The problem: Retype the Weber DCOE forum thread word for word, from "Carb #1 - 32mm" to "these for now...".

Document excerpt:
►

# Many Weber DCOE Questions



## vlksdragon (Jul 28, 2000)

Hello Carb forum,

I'm under the gun to put together a running setup in a '75 rocco within the next two months, however I have practically zero carb experience. I have picked up Des Hammill's book, and it has helped considerably so far, and I'm muddling my way through the FAQs, but I could use a little more experienced help.

Setup will be a bone stock 9a with dual weber 45s, operating at (mostly) sea level, with ambient temps ranging from 50 degrees to 90 degrees seasonally.

*First question:* I received a set of 45 DCOEs (pics below), but one of the covers says 40. I measured the bores, and they are both 45mm. I'm guessing the covers are interchangeable between 40s and 45s, and someone just slapped a 40 on the 45 at one point?

*Second question:* I see that jetting takes some experimentation, but I would like to get somewhat close before startup. What are recommended setups for a stock 9a?

Current specs on the 45s are different between the two, and are:

Carb #1 - 32mm choke, 130 main, F16 emulsion, 190 air, and 45F9 idle
Carb #2 - 34mm choke, 125 main, F9 emulsion, 170 air, and 45F9 idle

*Third question:* Since I don't know the history/condition of these carbs, should I just rebuild them now? If so, how difficult is a rebuild for a beginner?

I'm likely going to have more questions, but I'll start with these for now...


----------



## antichristonwheels (Jun 14, 2001)

the rebuild is not as hard as cleaning. A sonic bath is the best way to get them clean. Based on your comments, I would suggest you take these to a good shop and pay 200-250 to have them built for you.


----------



## vlksdragon (Jul 28, 2000)

antichristonwheels said:


> the rebuild is not as hard as cleaning. A sonic bath is the best way to get them clean. Based on your comments, I would suggest you take these to a good shop and pay 200-250 to have them built for you.


Can you elaborate on why I should have them built? I am operating on a tight budget (aren't we all?), and if I can save the $$.....not to mention I'd like to learn carb operation firsthand.


----------



## Boost_Retard (Oct 10, 2005)

i run dual weber 40 DCOE 2's on my 8V, and if you dont know what your doing, its much better to take them in and pay the money to have someone that knows whats up, build them right the first time. watch what they do if you get the chance, take notes.

i have every weber book under the sun to my knowledge, and reading it and making it happen are not exactly the same thing. you can do it for sure but there are so many tips and tricks that make or break the outcome, its hard to replace a guy with experience your first time out...

not to be a downer or anything but there is a good chance that you would end up hating carbs forever if you dont really know whats going on but decide to take it on yourself anyhow.

i was at the race track on the 20th and was having trouble with my dcoes, and a old boy from back in the carb days was watching my laps, and at the end of it all he came over and showed me some things that i would have never thought of..and things are running much better now..even though i know what im doing (for the most part) with these carbs.


----------



## IRDangerDave (Sep 22, 2010)

Boost_Retard said:


> not to be a downer or anything but there is a good chance that you would end up hating carbs forever if you dont really know whats going on but decide to take it on yourself anyhow.

◄

Stored records:
►

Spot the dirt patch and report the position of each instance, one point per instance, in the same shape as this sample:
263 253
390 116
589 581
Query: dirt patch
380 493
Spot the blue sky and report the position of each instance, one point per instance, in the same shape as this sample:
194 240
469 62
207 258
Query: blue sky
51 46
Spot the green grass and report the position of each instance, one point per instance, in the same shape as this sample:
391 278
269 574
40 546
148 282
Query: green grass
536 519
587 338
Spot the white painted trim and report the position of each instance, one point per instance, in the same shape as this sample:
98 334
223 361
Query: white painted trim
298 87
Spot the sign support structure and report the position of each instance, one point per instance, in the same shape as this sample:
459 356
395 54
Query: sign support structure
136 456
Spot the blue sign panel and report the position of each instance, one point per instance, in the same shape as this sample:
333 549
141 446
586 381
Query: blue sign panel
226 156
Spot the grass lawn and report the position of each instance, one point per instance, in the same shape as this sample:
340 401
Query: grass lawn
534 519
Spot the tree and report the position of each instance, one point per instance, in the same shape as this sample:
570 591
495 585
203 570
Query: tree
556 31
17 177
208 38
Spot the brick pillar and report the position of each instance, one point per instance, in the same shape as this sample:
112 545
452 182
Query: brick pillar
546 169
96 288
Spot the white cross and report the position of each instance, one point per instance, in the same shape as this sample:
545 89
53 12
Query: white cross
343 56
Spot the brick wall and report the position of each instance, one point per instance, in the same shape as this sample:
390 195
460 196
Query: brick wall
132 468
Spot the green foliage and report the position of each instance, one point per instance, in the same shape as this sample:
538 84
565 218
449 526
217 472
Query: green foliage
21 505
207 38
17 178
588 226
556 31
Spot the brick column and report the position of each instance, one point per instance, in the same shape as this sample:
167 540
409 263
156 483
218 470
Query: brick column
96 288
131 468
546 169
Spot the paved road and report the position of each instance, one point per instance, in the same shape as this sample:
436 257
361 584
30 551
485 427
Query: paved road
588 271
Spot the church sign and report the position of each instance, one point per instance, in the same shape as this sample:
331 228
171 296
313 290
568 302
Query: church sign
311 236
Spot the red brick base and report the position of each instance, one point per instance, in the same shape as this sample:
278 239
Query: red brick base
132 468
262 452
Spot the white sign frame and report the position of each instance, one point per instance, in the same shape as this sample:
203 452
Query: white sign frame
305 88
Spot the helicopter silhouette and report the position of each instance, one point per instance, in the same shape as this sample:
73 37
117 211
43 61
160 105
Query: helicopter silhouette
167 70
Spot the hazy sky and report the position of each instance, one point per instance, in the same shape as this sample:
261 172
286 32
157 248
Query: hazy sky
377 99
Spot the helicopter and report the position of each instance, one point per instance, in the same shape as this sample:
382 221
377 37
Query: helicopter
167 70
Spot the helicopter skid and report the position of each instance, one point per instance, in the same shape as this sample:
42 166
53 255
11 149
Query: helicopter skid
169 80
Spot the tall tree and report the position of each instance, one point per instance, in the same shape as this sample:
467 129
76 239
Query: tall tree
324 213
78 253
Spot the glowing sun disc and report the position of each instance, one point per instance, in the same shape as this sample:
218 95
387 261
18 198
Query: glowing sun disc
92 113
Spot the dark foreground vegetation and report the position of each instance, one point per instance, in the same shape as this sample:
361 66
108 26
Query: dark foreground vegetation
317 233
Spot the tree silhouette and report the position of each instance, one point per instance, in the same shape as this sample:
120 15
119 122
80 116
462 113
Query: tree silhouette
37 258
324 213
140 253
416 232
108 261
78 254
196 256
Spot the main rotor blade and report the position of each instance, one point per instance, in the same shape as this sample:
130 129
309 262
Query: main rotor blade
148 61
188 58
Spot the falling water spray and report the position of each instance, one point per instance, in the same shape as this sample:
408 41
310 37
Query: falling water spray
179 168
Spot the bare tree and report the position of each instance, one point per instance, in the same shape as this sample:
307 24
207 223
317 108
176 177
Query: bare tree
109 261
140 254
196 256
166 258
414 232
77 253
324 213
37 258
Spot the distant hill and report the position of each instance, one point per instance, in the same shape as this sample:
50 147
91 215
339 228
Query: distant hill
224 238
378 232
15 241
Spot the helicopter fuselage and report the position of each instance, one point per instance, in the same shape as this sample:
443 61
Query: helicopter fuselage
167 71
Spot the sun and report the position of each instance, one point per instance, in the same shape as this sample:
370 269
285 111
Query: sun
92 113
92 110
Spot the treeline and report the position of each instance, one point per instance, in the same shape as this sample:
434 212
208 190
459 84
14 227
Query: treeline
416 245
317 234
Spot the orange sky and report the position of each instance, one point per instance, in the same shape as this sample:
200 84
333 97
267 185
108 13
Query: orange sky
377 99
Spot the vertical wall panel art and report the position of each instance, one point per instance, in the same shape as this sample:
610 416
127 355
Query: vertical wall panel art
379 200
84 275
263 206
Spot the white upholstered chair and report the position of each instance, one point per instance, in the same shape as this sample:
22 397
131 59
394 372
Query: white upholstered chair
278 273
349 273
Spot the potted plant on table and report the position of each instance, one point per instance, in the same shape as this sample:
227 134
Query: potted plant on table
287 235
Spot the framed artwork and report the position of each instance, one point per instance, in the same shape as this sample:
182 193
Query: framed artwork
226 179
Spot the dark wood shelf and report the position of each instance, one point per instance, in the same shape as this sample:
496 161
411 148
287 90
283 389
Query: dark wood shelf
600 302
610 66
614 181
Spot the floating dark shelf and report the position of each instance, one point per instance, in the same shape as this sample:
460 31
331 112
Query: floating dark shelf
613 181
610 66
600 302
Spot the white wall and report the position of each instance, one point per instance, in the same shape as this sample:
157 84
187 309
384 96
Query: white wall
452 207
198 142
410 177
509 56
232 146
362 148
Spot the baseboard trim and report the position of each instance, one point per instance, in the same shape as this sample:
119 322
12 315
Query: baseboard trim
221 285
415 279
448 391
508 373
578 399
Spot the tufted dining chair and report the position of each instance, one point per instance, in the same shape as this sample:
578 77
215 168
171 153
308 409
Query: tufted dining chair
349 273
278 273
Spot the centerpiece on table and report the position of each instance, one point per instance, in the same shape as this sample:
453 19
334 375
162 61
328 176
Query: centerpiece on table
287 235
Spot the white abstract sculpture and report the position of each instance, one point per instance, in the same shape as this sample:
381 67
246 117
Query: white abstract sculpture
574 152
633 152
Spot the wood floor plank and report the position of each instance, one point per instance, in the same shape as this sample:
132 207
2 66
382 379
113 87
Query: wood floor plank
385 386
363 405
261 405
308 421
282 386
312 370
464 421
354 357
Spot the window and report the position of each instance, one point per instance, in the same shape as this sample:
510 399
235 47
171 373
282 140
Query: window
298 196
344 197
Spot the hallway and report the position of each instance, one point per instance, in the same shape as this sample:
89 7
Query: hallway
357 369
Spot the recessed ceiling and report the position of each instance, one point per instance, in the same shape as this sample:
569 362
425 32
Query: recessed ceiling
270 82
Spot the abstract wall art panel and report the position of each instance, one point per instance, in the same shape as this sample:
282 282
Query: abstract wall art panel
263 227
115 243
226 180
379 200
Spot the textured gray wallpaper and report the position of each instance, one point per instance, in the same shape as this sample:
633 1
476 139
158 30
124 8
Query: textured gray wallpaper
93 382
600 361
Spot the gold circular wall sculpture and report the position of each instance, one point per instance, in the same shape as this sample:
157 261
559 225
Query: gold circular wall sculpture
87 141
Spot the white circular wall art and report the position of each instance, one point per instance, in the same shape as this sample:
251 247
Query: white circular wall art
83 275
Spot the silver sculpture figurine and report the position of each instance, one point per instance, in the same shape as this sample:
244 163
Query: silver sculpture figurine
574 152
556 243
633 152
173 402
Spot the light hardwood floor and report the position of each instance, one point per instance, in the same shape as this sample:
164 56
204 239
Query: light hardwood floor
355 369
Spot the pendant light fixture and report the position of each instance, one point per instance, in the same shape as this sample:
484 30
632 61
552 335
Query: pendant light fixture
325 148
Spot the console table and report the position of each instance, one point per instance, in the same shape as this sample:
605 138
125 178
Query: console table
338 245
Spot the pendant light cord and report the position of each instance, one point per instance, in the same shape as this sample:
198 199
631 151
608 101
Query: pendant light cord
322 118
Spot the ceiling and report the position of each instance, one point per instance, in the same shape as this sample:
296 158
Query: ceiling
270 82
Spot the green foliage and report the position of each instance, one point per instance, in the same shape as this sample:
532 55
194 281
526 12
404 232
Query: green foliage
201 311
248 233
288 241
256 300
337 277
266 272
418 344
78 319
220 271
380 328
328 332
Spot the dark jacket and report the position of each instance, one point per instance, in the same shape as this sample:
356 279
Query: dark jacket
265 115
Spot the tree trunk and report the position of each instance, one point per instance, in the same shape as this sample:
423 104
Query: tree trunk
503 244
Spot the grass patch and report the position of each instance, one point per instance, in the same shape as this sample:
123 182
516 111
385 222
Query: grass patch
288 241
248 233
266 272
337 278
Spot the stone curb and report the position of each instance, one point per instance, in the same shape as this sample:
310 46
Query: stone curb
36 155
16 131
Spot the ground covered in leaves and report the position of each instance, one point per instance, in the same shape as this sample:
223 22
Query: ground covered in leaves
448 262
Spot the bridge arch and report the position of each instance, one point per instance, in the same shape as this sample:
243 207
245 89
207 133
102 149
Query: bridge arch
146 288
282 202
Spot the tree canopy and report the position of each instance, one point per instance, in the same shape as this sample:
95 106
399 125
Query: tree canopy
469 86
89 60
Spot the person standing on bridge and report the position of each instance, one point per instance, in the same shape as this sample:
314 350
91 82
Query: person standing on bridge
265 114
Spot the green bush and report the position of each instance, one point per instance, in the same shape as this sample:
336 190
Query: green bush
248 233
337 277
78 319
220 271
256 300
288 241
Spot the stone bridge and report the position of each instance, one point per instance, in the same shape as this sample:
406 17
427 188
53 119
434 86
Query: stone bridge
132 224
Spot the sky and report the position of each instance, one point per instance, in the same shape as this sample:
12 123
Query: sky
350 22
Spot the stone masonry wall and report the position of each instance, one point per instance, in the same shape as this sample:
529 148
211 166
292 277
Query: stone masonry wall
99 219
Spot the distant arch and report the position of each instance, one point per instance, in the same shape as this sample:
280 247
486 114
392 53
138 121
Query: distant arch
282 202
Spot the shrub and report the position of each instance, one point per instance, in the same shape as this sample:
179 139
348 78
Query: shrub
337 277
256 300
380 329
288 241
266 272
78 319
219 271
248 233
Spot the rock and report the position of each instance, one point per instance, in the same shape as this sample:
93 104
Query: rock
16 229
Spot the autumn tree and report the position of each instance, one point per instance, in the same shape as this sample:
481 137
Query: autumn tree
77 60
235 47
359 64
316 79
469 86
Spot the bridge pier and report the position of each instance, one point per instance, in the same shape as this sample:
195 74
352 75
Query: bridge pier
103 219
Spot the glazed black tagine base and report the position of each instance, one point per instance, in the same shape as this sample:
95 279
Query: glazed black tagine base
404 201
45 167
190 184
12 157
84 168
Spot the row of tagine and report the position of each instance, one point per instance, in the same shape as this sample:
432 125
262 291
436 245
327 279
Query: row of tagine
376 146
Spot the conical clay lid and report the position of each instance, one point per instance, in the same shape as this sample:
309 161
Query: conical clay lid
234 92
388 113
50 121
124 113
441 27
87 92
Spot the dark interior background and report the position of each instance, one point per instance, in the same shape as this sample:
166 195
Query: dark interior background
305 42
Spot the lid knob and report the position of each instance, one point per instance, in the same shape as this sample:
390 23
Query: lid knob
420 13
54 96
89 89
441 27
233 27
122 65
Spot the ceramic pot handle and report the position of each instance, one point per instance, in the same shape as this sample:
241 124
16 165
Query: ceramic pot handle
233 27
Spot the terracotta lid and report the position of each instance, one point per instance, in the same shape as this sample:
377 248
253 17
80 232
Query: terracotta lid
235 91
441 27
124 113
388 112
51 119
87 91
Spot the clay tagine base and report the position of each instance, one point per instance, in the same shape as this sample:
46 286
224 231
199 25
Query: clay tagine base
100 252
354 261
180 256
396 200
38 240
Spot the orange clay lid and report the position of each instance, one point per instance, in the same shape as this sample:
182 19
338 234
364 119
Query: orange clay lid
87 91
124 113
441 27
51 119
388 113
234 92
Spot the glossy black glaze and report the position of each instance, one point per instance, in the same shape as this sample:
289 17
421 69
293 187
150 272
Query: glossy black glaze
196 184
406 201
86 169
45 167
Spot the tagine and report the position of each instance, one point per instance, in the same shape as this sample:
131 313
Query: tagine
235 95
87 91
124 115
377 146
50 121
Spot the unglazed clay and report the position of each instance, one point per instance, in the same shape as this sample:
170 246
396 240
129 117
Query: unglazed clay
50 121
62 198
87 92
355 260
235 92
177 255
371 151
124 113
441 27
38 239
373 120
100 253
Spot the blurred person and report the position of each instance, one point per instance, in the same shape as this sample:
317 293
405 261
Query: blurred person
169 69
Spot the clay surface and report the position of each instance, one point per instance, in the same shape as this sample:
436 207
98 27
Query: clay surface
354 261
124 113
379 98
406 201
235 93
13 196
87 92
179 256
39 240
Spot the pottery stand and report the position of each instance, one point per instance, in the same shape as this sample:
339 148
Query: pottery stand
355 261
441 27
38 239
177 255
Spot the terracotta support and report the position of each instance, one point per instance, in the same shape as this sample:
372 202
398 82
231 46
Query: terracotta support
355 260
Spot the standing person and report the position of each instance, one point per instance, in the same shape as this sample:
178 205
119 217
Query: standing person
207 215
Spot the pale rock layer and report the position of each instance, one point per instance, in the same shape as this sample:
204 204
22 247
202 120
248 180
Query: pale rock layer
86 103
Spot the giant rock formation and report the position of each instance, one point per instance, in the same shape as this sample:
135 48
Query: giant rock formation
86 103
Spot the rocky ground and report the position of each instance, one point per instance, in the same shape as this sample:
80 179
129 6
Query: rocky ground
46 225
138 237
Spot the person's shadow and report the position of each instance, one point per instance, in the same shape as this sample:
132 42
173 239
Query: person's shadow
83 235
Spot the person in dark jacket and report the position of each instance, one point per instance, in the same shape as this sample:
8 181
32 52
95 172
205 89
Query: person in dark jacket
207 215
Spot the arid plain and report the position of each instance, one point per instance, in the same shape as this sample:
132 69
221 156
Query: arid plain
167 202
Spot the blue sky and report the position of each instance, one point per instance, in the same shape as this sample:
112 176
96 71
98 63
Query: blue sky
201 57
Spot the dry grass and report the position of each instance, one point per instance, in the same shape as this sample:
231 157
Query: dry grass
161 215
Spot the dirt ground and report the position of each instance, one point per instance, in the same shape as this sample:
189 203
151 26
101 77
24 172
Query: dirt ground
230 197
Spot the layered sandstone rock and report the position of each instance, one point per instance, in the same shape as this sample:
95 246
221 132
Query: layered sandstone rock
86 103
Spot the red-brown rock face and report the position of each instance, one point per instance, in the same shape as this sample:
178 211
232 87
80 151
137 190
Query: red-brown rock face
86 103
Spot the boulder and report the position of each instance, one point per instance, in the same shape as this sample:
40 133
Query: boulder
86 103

◄

Response to the exercise:
Carb #1 - 32mm choke, 130 main, F16 emulsion, 190 air, and 45F9 idle
Carb #2 - 34mm choke, 125 main, F9 emulsion, 170 air, and 45F9 idle

*Third question:* Since I don't know the history/condition of these carbs, should I just rebuild them now? If so, how difficult is a rebuild for a beginner?

I'm likely going to have more questions, but I'll start with these for now...